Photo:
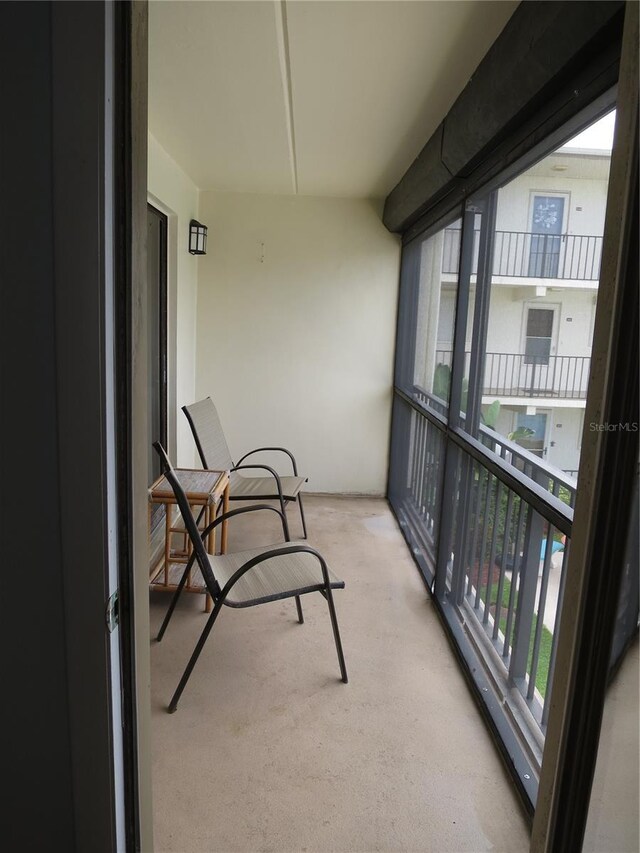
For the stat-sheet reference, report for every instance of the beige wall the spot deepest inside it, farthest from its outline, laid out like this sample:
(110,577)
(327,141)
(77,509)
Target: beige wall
----------
Arrange every line of the data above as a Markdown table with the columns "No." and "Text", numbering the rows and skipping blank lines. Leave the pictures out of the table.

| No. | Text |
|---|---|
| 1 | Photo: |
| 2 | For the stat-sheet reference, report for every instance of the beige wall the spot deepest inside it, farthest from its outline, laid out like this sample: |
| 3 | (110,577) |
| 4 | (327,141) |
| 5 | (77,509) |
| 6 | Target: beige wall |